Work task: Could you write out the lines below exactly, beginning with the first and finishing with the one that contains "positive clicks: (1018, 2178)"?

(Source data)
Segment Open

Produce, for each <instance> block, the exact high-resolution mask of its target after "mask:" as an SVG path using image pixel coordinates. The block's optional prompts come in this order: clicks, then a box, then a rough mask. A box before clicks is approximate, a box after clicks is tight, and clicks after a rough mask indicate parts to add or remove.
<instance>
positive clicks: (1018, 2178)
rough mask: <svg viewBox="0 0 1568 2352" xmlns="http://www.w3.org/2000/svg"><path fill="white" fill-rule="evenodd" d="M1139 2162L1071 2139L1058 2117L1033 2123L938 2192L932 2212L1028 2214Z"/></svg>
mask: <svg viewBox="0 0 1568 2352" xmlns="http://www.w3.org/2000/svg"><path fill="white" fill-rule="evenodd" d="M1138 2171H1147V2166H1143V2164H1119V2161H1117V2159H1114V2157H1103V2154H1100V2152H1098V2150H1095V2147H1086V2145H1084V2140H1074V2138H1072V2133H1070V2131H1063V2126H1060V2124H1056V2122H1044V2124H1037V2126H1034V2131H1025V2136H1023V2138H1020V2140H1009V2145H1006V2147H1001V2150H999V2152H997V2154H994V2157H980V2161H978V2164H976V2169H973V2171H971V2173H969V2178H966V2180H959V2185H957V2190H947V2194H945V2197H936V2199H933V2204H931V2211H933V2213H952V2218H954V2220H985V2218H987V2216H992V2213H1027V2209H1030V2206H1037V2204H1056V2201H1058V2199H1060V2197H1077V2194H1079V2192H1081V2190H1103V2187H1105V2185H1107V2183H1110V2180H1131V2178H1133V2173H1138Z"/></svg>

Segment Closed

Result of the task:
Produce, for each <instance> block, the exact high-resolution mask of its target after "mask:" as an SVG path using image pixel coordinates. The block's optional prompts come in this order: clicks, then a box, then a rough mask. A box before clicks is approximate, a box after clicks is tight, and clicks after a rough mask indicate parts to add or remove.
<instance>
positive clicks: (1018, 2178)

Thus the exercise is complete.